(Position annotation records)
####

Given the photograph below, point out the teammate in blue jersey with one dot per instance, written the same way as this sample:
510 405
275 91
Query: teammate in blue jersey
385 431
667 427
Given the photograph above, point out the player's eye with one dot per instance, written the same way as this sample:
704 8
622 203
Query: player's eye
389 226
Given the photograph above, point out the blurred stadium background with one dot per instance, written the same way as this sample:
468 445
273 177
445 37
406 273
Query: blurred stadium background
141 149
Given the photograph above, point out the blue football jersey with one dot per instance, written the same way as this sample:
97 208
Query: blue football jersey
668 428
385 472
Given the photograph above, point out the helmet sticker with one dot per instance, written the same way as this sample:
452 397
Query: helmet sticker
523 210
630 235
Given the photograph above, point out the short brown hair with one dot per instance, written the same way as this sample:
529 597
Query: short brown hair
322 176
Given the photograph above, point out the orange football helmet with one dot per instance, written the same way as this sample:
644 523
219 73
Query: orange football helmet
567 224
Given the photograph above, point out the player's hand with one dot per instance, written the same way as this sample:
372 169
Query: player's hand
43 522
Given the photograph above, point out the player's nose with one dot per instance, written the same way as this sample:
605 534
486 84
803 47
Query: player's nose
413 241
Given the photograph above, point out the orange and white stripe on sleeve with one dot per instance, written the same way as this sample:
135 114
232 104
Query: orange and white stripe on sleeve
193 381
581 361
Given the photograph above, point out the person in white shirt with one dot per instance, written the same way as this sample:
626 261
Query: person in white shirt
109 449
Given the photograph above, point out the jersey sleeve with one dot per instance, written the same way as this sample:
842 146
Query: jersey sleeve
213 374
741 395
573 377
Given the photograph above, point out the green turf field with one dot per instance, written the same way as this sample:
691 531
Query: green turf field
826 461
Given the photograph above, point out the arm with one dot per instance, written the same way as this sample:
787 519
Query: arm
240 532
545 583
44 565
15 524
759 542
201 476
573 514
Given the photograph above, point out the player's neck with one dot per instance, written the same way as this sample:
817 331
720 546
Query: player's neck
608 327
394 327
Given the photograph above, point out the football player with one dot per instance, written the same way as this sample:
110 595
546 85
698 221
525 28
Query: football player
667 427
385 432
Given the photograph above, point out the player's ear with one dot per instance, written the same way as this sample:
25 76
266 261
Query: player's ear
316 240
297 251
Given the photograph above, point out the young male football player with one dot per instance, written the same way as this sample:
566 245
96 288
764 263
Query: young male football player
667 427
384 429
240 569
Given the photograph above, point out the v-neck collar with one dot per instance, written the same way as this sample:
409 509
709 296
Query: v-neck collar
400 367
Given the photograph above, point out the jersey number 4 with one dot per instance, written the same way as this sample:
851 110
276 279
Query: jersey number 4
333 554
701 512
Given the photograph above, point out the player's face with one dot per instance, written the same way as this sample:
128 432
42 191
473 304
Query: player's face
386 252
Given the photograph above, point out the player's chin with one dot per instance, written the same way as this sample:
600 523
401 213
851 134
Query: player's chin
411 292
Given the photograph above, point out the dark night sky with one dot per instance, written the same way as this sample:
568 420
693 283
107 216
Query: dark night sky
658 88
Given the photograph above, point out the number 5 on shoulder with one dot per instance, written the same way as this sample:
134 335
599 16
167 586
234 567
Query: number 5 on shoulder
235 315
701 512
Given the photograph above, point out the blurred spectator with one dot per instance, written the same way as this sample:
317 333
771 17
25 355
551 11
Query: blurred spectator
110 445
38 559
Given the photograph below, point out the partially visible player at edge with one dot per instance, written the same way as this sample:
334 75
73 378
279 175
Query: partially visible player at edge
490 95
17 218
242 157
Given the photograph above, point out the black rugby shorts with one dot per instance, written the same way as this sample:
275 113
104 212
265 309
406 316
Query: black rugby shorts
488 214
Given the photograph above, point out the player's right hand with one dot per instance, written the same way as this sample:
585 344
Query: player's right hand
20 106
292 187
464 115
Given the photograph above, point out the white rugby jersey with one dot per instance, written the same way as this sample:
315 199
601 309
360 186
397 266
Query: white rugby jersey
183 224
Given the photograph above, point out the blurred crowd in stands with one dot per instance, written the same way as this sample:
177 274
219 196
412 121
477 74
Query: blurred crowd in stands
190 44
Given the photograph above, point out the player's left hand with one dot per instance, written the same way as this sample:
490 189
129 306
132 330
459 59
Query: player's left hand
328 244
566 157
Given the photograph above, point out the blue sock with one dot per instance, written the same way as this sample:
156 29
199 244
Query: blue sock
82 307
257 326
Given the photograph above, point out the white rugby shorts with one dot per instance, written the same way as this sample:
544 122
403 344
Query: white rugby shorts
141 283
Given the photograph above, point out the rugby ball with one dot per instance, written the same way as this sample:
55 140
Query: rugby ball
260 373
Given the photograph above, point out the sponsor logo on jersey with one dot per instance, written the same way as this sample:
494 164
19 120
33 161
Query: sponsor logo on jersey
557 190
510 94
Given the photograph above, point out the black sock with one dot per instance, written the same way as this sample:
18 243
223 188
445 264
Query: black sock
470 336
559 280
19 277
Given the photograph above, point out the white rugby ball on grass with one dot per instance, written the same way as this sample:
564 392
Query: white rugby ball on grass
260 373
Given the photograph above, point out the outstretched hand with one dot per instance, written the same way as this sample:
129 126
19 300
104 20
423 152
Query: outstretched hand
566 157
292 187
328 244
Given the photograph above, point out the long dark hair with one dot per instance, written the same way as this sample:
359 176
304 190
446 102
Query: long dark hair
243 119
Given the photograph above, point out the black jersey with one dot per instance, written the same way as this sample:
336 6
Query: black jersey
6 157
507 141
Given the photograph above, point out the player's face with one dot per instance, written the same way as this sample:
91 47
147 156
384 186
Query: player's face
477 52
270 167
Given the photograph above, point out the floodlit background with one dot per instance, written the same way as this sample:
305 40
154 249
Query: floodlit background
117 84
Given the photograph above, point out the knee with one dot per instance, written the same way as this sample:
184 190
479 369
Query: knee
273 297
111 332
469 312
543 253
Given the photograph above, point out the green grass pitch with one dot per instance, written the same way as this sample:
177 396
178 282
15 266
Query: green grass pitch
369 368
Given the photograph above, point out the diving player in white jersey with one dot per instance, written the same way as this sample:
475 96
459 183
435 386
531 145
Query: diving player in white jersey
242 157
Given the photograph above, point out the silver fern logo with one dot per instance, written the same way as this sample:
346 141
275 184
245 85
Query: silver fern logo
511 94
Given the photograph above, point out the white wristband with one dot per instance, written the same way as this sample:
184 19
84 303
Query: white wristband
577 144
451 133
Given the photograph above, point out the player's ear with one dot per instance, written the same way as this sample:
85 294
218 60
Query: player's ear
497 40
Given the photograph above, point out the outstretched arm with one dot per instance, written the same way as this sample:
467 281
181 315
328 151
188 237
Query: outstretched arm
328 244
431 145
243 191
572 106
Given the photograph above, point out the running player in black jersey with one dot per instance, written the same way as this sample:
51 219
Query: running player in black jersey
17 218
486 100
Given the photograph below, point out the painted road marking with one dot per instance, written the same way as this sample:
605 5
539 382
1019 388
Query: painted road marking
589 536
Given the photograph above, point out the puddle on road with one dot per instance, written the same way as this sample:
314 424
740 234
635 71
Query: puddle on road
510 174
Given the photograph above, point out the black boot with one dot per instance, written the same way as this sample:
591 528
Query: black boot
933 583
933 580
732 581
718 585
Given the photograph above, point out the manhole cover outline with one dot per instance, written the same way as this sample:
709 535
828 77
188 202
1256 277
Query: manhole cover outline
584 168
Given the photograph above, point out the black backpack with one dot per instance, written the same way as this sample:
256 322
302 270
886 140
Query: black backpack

####

Written instruction - Give all the entries again exactly; leave none out.

Task solution -
Given the photograph below, point out the teammate in blue jersey with one dot per instance, written the same way as this sample:
510 405
275 91
Query: teammate in blue jersey
385 431
667 427
Given the photograph above, point out the player's eye with one dot per instance, written the same way as this sample:
704 8
622 203
Query: player's eye
389 226
Given the photograph above, point out the blurred stadium background with one dot per instance, written the same way as this sample:
468 445
273 177
445 37
406 273
Query: blurred stadium background
141 149
Given the photograph above, point out the blue football jersey with one dot per instance, written the same way as this sample:
97 208
Query: blue football jersey
668 428
385 472
Given the photograph above, point out the helmet sticker with one dot per instance, written the same way as this sample:
452 397
Query: helmet sticker
523 210
630 235
Given the photograph above, point out the short brown hair with one dot per instance, written the same way as this sample:
529 597
Query: short brown hair
322 176
Given the photograph above, point out the orange football helmet with one dot per instance, written the same way as this sample:
644 523
219 73
Query: orange football helmet
567 224
Given the photograph above, point out the player's hand with one dot per instance, written the same way as this sample:
372 169
Query: player's hand
43 522
Given the photograph above, point out the player's nose with one dot per instance, written the same way as this sample:
605 534
486 84
803 47
Query: player's nose
413 241
Given the photograph above, point out the orange and white stripe on sleeve with one dot per instance, written the same way as this sample:
135 114
232 104
Query: orange and white stripe on sleeve
193 381
581 361
Given the photograph above, point out the person in white shirt with one dot per instance, written the same way as this sample:
626 261
Query: person in white shirt
109 449
Given the photograph above, point out the jersey sleeve with one dot per instance, written the same way as this sample:
842 146
Query: jersey sleeve
213 374
741 395
573 377
Given the photograph above, point out the green turf field with one dot per instance, written the same way as this sample:
691 531
Query: green turf field
826 461
Given the photograph above, point out the arm with one dot per instance, written the same way as this sample:
787 519
Query: arm
240 532
545 583
44 565
15 524
759 542
201 476
573 514
Given the photograph above, point out the player's neck with one dot per instance, written the same way as this sample:
817 331
720 546
Query: player's neck
608 327
394 327
Given the photograph above, point out the football player with one dot per instance, written the same way as this sample:
110 595
546 85
698 221
525 28
Query: football player
667 427
385 432
Given the photograph above, point out the player's ear with one dot per instance, written the same way as this sample:
25 76
266 261
Query: player's ear
316 240
297 251
Given the photograph above, point out the young male football player with one dot per instance, written the same way as this sample:
566 245
96 288
764 263
Query: young male football player
667 427
384 429
240 569
Given the photograph above, point out the v-neck collar with one dot per instance, written the same way as this sample:
409 509
709 296
Query: v-neck collar
400 367
Given the photograph above, point out the jersey number 4 with one dot per instance, written the same way as this sample:
851 110
276 279
Query: jersey number 4
333 554
701 512
Given the photograph above, point out the player's face with one dot per instance, written the same way as this sample:
128 432
42 191
473 304
Query: player's face
386 252
Given the photograph above, point out the player's chin with one dot per instance, written the same way as this sample:
600 523
401 213
851 134
Query: player's chin
411 292
Given the photograph above, point out the dark night sky with one dot per instance, written the same way as this sample:
568 420
693 283
107 216
Query: dark night sky
658 88
Given the photograph above, point out the number 5 on shoulder with one dot per instance, written the same way as this sample:
134 335
599 16
167 586
234 567
Query: number 5 on shoulder
235 315
701 512
Given the photograph above, point out the blurred spectator with one dot per instance, written the same way as this sample:
317 333
771 17
25 355
551 11
Query: blurred spectator
110 445
38 559
Given the photograph below, point out the partially visible player at edge with one dot per instance, written the same way as this sample:
334 75
73 378
279 175
Query: partially visible player at edge
490 95
17 218
242 157
Given the photograph above, point out the black rugby shorts with one dot per instance, written the same way as this sample:
275 113
104 212
265 309
406 316
Query: black rugby shorts
488 214
Given the photograph above, point out the player's right hand with one dot per instance, written the same way as this sample:
585 344
Query: player's right hand
20 106
292 187
464 115
Given the photograph above, point out the white rugby jersey with one dot per instance, written the same way as this sample:
315 199
601 309
360 186
397 266
Query: white rugby jersey
183 224
Given the photograph above, point out the blurred crowd in stands with one dot per instance, written the same way as this sample:
177 274
219 196
412 121
477 74
Query: blurred crowd in stands
190 44
Given the photograph above, point out the player's left hand with one dot per instance, written the same way as this sample:
490 189
129 306
132 330
459 59
Query: player's left hand
328 244
566 157
Given the photograph above, point out the blue sock with one dot per instance, written the same way as this sample:
156 29
199 244
Query: blue sock
82 307
257 326
Given the photograph above, point out the white rugby shorts with one dot per instance, written the same way as this sample:
544 122
403 344
Query: white rugby shorts
141 283
Given the photograph above, point out the rugby ball with one dot per instance, written the same way as this sample:
55 140
Query: rugby ball
260 373
Given the photograph above, point out the sponsor logo on jersey with one dot per instance, written the same way as this sample:
494 164
19 120
33 161
Query: sponsor logo on jersey
557 190
510 94
Given the photograph above, point out the black sock with one dot per instance, written the same way as this sample:
18 243
223 188
445 264
Query: black sock
470 336
559 280
19 277
Given the photograph above, point out the white rugby ball on grass with one dot per instance, written the same way as this sample:
564 392
Query: white rugby ball on grass
260 373
Given the photograph above, point out the outstretched hand with one dot per instance, written the same way as this sample:
129 126
19 300
104 20
423 152
Query: outstretched hand
566 157
292 187
328 244
Given the photograph above, point out the long dark hair with one dot per instance, written the same way as this sample:
359 176
304 190
446 102
Query: long dark hair
243 119
Given the photograph above, point out the black jersey with one dot per instance, written the same way as this sample:
336 6
Query: black jersey
6 157
507 141
Given the photograph above, point out the player's face with one dot per instance, written the same way as this sample:
91 47
147 156
384 186
Query: player's face
477 52
270 167
Given the photograph above, point out the floodlit background with one dot per instance, written the same way as this sample:
305 40
154 249
Query: floodlit background
117 84
Given the photograph above, point out the knee with one dot per instance, written the same way as this sample:
184 190
479 369
Query: knee
273 297
111 332
469 312
543 253
Given the photograph above, point out the green grass pitch with one dot per instance, written the same way as this sample:
177 396
178 282
15 266
Query: green grass pitch
369 368
Given the photograph above, point out the diving player in white jersey with one dot per instance, written the same way as this sample:
475 96
459 183
435 386
531 145
Query: diving player in white jersey
242 157
Given the photograph above, point out the silver fern logo with one dot per instance, written the same way as this sample:
346 141
275 184
245 85
Query: silver fern logo
511 94
Given the photograph above, point out the white wristband with one dot per instance, written the same way as this sample:
184 19
84 303
Query: white wristband
577 144
451 133
Given the photograph above, point out the player's ear with one dot per instance, written the same way as this sample:
85 294
218 60
Query: player's ear
497 40
Given the photograph above, point out the outstretched arm with one dot per instance, written the same way as this sample:
467 281
181 315
328 151
188 237
Query: outstretched arm
328 244
431 145
243 191
572 106
Given the photograph above, point out the running player in black jersey with one dot per instance, written the same way as this sample:
51 219
Query: running player in black jersey
17 218
486 100
Given the photograph below, point out the painted road marking with one dot per instance, written the same way as this sample:
605 5
539 382
1019 388
Query: painted road marking
589 536
Given the photograph above, point out the puddle on road with one dot per instance, written the same way as this sample:
314 424
740 234
635 71
Query: puddle on road
510 174
Given the photograph above, point out the black boot with one dot per instance, written the same way as this sample:
591 528
Query: black boot
933 583
933 580
732 581
718 585
Given the photograph above, point out the manhole cover outline with one dot per instance, written the same way as this sample:
709 535
828 77
188 202
1256 277
Query: manhole cover outline
584 168
Given the photograph above, point out the black backpack with one dot per instance, written the same way as this sample:
256 322
302 270
886 140
Query: black backpack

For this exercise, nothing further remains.